EXTRACTED MATERIAL>
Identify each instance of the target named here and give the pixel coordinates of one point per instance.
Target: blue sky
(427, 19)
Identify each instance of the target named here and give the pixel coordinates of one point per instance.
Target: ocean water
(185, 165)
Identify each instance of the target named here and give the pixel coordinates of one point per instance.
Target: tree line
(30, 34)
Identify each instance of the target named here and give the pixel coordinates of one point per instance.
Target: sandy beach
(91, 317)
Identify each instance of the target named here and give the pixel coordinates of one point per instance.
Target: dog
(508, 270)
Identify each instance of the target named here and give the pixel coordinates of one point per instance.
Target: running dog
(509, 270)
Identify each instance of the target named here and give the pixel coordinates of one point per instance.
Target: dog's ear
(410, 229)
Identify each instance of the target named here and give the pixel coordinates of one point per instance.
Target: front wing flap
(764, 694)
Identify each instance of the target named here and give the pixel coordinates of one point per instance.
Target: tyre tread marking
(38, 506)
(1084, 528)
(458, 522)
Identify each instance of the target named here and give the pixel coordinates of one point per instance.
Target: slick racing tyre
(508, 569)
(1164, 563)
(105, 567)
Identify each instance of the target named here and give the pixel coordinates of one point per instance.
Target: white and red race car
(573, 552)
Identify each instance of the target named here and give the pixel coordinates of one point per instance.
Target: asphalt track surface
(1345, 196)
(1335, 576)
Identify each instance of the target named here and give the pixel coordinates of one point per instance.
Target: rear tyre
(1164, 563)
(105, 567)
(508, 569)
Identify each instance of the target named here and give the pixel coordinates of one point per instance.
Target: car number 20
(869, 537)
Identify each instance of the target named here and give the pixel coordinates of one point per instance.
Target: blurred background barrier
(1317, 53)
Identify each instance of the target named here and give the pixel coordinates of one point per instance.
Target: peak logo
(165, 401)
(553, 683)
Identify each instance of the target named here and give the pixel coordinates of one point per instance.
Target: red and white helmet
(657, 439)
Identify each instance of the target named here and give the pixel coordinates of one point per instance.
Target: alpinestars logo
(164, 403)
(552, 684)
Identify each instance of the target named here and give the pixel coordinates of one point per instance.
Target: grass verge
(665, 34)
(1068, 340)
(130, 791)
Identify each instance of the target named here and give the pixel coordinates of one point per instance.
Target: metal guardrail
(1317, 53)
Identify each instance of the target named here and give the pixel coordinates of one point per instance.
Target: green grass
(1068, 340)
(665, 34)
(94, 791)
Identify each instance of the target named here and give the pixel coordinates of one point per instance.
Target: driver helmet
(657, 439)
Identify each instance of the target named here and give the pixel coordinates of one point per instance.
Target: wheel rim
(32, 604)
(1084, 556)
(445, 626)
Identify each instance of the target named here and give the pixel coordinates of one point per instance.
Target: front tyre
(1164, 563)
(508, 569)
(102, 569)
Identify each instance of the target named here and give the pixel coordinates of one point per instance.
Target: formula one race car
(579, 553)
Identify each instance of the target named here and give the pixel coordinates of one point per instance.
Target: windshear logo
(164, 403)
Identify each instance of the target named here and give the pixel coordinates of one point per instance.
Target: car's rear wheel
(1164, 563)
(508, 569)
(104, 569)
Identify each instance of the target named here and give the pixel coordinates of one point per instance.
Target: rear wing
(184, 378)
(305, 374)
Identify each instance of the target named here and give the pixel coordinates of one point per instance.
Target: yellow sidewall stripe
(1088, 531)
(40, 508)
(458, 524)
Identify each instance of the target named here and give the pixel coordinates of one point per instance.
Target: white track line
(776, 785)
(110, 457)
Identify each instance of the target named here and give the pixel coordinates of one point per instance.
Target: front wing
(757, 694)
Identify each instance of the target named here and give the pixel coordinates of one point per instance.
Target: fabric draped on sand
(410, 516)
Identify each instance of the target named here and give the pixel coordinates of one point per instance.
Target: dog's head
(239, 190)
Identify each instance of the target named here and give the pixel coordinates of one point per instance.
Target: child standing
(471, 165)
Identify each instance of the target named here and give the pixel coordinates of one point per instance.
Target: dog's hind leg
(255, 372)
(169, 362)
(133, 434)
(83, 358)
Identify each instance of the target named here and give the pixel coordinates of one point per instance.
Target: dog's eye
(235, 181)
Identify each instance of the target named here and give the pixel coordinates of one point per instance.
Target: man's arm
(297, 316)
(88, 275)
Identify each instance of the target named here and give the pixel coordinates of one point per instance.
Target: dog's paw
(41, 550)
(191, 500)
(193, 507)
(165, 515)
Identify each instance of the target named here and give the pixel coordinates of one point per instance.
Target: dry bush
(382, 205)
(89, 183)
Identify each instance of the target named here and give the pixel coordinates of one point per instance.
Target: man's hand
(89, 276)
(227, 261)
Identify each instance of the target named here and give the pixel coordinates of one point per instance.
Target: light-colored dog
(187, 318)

DIRECTIONS FOR THIS TASK> Repeat the material in full, exactly as written.

EXERCISE ANSWER>
Identify each instance of the target named here and give the pixel coordinates of one point per instance.
Target: blue sky
(427, 19)
Identify each instance of the target named here and give the pixel coordinates of one point per instance.
Target: ocean water
(185, 165)
Identify each instance of the target named here and give the pixel coordinates of one point per instance.
Target: tree line
(30, 34)
Identify each instance of the target named here and give the pixel coordinates of one point per instance.
Target: sandy beach
(91, 317)
Identify each instance of the target named here and give the pixel coordinates of one point per instance.
Target: dog
(508, 270)
Identify each instance of the target named here and give the pixel coordinates of one point per instance.
Target: running dog
(509, 270)
Identify each instance of the target named here and give the pixel coordinates of one point per instance.
Target: dog's ear
(410, 229)
Identify each instance of the target named here and give the pixel coordinates of one point per instance.
Target: front wing flap
(764, 694)
Identify each instance of the target named here and give the pixel coordinates of one point per instance.
Target: tyre tread marking
(38, 506)
(1084, 528)
(458, 522)
Identify each instance of the target named here and give the pixel coordinates of one point per instance.
Target: slick racing tyre
(508, 569)
(1164, 563)
(105, 567)
Identify each instance of the target named here and give the pixel coordinates of one point per instance.
Target: white and red race car
(573, 552)
Identify each instance of the target named here and give the pixel coordinates of one point per instance.
Target: asphalt track surface
(1345, 196)
(1335, 576)
Identify each instance of the target named here and give the pixel coordinates of one point per instance.
Target: rear tyre
(1164, 563)
(105, 567)
(508, 569)
Identify each instance of the target named here and give the pixel coordinates of one point per instance.
Target: car number 20
(869, 537)
Identify each instance of the target named here and give the pixel coordinates of one point per instance.
Target: blurred background barrier
(1317, 53)
Identify each instance of the target named here and give the pixel coordinates of one point per instance.
Target: peak logo
(165, 401)
(553, 683)
Identify each instance of the target named here and give the pixel coordinates of one point per instance.
Target: red and white helmet
(657, 439)
Identify each instance of the target named here and give the pixel coordinates of one point per instance.
Target: alpinestars logo
(164, 403)
(552, 684)
Identify each instance of the target named here and give the pixel coordinates of one point per instance.
Target: grass verge
(665, 34)
(1068, 340)
(130, 791)
Identify each instance of the target named here and give the pixel coordinates of one point per instance.
Target: metal guardrail
(1317, 53)
Identify each instance of the target named here and give the pixel coordinates of one point per instance.
Target: green grass
(1068, 340)
(665, 34)
(94, 791)
Identify each instance of the target named here and give the pixel coordinates of one point per instance.
Target: driver helmet
(657, 439)
Identify each instance of the target named here and give the pixel coordinates of one point per instance.
Target: wheel rim
(32, 604)
(1084, 556)
(445, 626)
Identify each instance of the target named here and give the pixel coordinates of one point per instance.
Target: front tyre
(1164, 563)
(508, 569)
(102, 569)
Identify each instance of the target named here and give the pixel coordinates of one point per instance.
Target: formula one race car
(579, 553)
Identify each instance of the target named here and give the pixel coordinates of one point per instance.
Target: windshear logo
(164, 403)
Identify each instance of the target named here and give the pixel coordinates of one point per instance.
Target: car's rear wheel
(1164, 563)
(508, 569)
(104, 569)
Identify each instance of the target named here and give the pixel coordinates of one point per instance.
Target: rear wing
(184, 378)
(305, 374)
Identify each instance of the target named here and give the pixel coordinates of one point per instance.
Target: yellow sidewall stripe
(1088, 531)
(40, 508)
(458, 524)
Identify each instance of the target named here and give the pixel coordinates of one point per instance.
Target: white track line
(776, 785)
(110, 457)
Identify each instance of the target named here and give the pixel coordinates of one point per instance.
Target: front wing
(757, 694)
Identify each instance of the target named here and give the pixel coordinates of one point per instance.
Target: fabric draped on sand
(410, 516)
Identify each instance of the target named here and give the pixel coordinates of one point per instance.
Target: dog's head
(239, 190)
Identify each instance of the target named here and give the pixel coordinates of one point per instance.
Target: child standing
(471, 165)
Identify each instance of the target named here and give the pixel coordinates of one point per instance.
Target: dog's hind leg
(255, 372)
(169, 362)
(133, 434)
(83, 358)
Identify each instance of the target named here and give the pixel coordinates of one point per instance.
Target: dog's eye
(235, 181)
Identify each instance of the target named here and give the pixel coordinates of one point per instance.
Target: man's arm
(297, 316)
(88, 275)
Identify each instance of the target named here and give the pixel coordinates of one point per instance.
Target: dog's paw
(41, 550)
(191, 500)
(193, 507)
(165, 515)
Identify each instance of the target named here and give the pixel coordinates of one point per instance.
Target: dry bush
(382, 205)
(89, 183)
Identify each instance of the target named here and give the pixel coordinates of one point per instance.
Target: man's hand
(89, 276)
(227, 261)
Identify each instance of the target named here and give the pixel coordinates of one point per instance.
Target: light-colored dog
(187, 318)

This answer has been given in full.